### GOAL
Which lines in the records below contain the word "mottled"? Collect each of them and copy it out in full.

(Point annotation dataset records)
»»
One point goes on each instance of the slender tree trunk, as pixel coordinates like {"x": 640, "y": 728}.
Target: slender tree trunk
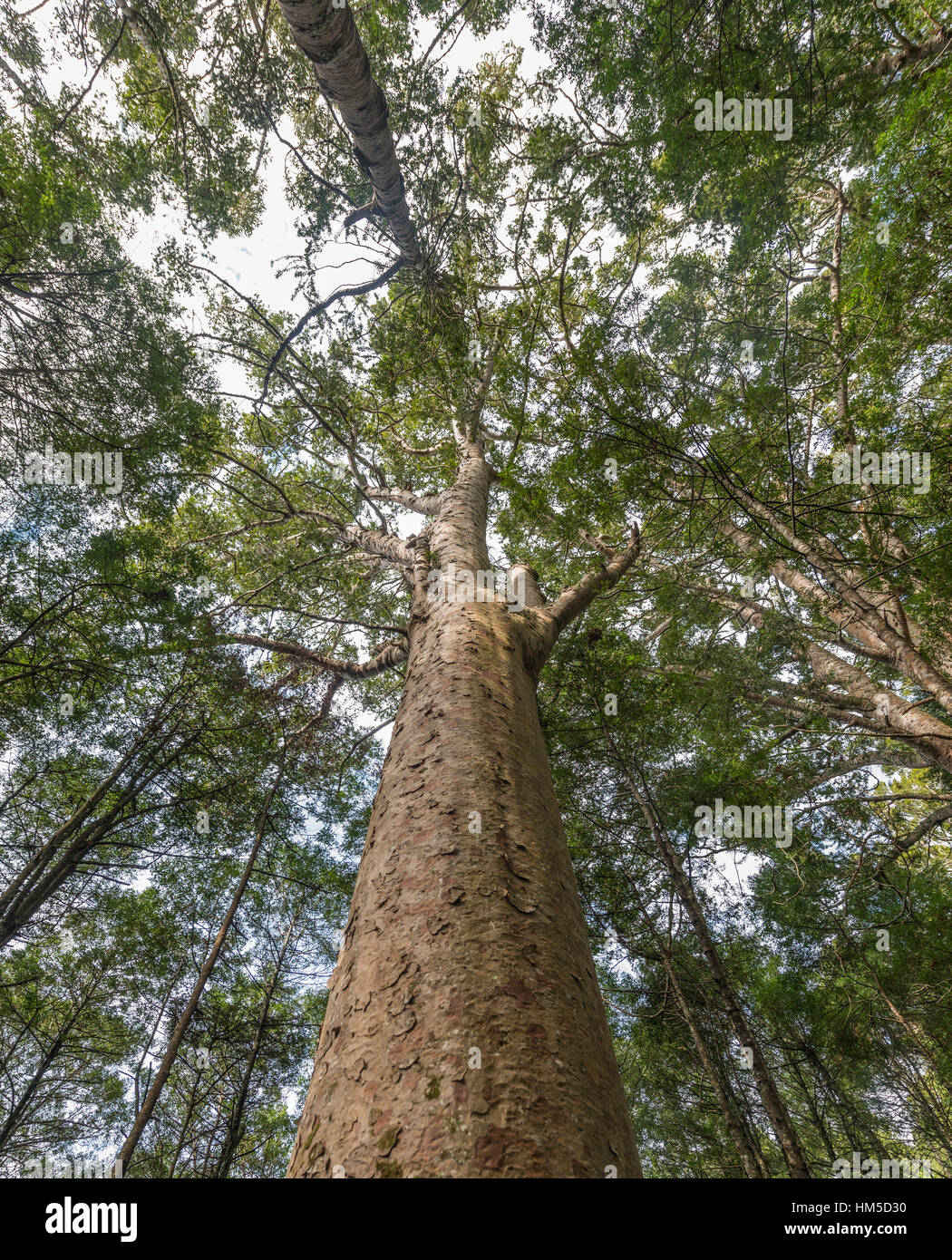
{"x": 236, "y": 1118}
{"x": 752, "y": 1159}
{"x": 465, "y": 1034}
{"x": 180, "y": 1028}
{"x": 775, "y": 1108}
««
»»
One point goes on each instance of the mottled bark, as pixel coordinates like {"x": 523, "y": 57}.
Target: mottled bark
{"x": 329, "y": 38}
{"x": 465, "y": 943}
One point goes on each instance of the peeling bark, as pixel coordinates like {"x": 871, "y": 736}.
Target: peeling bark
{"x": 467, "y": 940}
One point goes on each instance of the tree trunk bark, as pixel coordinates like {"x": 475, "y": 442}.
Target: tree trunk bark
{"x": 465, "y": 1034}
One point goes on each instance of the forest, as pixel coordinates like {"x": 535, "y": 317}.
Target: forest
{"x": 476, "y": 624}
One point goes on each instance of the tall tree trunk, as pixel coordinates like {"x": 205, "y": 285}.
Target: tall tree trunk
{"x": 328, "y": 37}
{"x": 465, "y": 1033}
««
### SOLUTION
One point goes on each instance of the mottled bark, as pixel coordinates like {"x": 523, "y": 57}.
Target: mottled bark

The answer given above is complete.